*Exercise instructions*
Which lines of the entries below run from the one holding "positive clicks: (994, 214)" to the one holding "285L1114 421L1100 260ZM1096", inclusive? Set down exactly those lines and no others.

*Data supplied*

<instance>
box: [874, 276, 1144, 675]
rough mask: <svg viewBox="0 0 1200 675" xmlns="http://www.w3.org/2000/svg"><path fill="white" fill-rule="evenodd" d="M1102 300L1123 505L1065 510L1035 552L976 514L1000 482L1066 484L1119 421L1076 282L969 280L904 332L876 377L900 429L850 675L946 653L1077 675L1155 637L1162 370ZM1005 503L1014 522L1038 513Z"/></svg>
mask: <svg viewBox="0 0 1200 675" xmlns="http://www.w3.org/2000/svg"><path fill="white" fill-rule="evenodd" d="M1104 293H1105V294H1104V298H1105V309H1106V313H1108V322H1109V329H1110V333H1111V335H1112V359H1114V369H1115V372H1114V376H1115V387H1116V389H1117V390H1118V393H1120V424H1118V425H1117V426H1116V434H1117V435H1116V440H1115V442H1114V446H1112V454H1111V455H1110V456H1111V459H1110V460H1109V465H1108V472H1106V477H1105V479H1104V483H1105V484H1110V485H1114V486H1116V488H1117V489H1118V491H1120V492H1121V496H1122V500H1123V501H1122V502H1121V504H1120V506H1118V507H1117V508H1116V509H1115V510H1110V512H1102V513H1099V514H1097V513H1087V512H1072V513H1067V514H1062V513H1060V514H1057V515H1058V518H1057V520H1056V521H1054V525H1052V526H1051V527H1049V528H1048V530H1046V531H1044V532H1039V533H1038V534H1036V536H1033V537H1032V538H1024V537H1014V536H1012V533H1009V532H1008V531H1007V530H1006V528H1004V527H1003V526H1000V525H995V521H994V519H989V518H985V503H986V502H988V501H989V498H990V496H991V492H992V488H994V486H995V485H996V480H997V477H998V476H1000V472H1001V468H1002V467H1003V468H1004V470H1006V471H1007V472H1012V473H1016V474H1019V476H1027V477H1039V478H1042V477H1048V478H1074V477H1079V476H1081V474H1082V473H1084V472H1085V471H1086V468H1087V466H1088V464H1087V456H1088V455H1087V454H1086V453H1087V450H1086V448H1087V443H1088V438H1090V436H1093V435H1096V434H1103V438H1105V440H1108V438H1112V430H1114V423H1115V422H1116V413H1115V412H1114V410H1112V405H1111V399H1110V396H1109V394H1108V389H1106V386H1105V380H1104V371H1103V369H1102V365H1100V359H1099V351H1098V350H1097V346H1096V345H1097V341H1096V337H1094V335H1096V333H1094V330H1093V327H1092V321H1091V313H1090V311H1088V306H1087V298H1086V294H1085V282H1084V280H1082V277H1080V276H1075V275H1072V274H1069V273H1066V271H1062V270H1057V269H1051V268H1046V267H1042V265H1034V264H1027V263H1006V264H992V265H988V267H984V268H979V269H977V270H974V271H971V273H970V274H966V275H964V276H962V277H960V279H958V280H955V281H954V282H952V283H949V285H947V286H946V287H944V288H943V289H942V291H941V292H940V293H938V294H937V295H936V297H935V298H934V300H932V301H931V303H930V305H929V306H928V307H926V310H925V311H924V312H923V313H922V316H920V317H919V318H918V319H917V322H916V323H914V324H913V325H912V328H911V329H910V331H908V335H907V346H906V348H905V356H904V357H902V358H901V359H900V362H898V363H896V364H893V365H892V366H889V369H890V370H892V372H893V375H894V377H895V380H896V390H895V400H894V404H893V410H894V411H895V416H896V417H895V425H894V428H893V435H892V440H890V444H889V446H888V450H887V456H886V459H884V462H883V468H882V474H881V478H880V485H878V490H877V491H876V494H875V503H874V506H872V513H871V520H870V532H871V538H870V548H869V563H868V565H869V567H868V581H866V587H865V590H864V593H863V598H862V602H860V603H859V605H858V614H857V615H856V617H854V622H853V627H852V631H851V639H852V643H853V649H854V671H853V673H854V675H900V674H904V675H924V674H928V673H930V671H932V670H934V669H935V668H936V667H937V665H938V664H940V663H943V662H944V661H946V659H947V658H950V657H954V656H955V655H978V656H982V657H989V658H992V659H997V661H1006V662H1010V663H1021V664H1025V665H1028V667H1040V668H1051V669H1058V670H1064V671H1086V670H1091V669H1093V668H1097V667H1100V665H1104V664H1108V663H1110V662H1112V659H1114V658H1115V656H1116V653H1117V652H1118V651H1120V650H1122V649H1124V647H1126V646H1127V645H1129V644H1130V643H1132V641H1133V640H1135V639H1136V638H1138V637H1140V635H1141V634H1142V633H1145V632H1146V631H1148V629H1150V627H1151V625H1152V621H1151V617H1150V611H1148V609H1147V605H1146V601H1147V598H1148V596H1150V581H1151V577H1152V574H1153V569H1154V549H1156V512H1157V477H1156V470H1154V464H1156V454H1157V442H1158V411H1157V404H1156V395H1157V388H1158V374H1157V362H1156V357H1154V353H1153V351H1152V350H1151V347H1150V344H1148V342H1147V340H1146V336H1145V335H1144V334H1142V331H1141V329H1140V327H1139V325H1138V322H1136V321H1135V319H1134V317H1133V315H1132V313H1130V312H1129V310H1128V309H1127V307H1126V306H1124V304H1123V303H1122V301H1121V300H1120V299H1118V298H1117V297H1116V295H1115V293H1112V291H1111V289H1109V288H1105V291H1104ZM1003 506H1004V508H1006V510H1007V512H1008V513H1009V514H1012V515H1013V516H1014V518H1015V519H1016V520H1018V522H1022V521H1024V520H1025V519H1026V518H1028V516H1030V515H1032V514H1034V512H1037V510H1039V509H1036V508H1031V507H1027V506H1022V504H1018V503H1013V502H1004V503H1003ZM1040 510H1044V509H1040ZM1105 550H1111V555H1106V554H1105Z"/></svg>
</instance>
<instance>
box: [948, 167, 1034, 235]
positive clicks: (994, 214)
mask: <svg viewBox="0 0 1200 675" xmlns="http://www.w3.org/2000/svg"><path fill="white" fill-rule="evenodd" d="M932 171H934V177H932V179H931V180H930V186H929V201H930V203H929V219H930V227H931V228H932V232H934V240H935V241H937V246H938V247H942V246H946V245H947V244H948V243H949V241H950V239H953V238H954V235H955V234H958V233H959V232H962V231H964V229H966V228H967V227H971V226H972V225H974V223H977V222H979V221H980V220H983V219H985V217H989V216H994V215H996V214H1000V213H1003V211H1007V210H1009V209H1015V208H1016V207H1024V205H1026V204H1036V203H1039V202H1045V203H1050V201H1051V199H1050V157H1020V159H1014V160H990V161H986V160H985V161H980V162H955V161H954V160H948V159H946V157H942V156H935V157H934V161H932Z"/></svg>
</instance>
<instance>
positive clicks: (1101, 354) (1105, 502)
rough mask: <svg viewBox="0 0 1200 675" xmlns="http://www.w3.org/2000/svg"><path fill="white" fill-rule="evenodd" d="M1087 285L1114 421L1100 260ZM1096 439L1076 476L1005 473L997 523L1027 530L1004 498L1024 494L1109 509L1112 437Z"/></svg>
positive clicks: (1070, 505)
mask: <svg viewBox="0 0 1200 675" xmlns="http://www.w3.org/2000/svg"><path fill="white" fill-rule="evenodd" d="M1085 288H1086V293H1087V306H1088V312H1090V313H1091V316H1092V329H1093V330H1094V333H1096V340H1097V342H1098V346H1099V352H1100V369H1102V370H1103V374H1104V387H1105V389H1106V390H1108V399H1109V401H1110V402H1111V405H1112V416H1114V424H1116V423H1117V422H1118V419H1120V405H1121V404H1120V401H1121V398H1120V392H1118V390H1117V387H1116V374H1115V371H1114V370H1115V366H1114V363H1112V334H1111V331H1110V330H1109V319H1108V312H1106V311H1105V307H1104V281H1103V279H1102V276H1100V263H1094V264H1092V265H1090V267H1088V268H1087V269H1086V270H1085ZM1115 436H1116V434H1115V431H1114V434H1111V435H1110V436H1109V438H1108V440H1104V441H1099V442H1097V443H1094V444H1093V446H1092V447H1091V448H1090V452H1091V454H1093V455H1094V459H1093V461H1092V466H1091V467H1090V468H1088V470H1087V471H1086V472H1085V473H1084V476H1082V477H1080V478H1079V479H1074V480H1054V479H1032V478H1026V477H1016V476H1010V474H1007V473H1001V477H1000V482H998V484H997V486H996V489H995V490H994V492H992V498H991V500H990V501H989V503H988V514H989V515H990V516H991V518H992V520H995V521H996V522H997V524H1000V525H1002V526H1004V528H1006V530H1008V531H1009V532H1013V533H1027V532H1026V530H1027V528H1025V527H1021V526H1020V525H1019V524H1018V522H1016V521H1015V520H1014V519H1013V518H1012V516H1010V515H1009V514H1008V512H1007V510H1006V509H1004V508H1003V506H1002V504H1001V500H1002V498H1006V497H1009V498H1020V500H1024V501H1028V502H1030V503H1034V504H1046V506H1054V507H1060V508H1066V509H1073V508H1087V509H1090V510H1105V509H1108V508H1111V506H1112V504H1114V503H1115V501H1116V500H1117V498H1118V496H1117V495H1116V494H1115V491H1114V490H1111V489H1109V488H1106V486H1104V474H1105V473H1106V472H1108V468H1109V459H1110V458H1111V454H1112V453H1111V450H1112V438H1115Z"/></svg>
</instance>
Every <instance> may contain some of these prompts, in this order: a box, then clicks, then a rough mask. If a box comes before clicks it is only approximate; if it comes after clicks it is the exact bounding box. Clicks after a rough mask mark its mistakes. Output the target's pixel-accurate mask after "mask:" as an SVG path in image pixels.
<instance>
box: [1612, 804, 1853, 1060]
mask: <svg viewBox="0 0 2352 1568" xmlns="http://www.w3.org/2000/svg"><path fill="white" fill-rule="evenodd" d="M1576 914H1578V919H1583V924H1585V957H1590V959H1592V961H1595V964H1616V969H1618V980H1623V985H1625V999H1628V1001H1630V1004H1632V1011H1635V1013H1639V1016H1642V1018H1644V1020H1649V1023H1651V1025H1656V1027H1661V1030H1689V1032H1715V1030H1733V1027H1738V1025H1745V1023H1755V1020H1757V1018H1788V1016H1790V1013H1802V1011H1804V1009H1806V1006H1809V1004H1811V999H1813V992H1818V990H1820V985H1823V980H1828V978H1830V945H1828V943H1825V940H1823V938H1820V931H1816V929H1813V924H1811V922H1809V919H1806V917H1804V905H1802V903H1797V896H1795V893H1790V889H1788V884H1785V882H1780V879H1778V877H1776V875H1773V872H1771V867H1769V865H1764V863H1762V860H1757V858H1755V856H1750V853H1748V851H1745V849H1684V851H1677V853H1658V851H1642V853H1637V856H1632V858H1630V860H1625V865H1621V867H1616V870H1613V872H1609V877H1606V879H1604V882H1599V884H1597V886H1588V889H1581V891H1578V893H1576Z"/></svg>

*Task solution*
positive clicks: (994, 214)
mask: <svg viewBox="0 0 1200 675" xmlns="http://www.w3.org/2000/svg"><path fill="white" fill-rule="evenodd" d="M932 171H934V177H932V179H931V180H930V186H929V201H930V203H929V219H930V227H931V228H932V232H934V240H935V241H937V246H938V247H942V246H946V245H947V244H948V243H949V241H950V239H953V238H954V235H955V234H958V233H959V232H962V231H964V229H966V228H967V227H971V226H972V225H974V223H977V222H979V221H980V220H983V219H985V217H989V216H994V215H996V214H1000V213H1003V211H1007V210H1009V209H1015V208H1016V207H1024V205H1026V204H1036V203H1039V202H1045V203H1050V201H1051V199H1050V157H1020V159H1014V160H990V161H986V160H985V161H980V162H955V161H954V160H948V159H946V157H942V156H935V157H934V161H932Z"/></svg>
</instance>
<instance>
positive clicks: (1101, 354) (1105, 502)
rough mask: <svg viewBox="0 0 1200 675" xmlns="http://www.w3.org/2000/svg"><path fill="white" fill-rule="evenodd" d="M1087 285L1114 421L1100 260ZM1096 439L1076 476L1005 473L997 523L1027 530L1004 498L1024 494L1109 509L1112 437Z"/></svg>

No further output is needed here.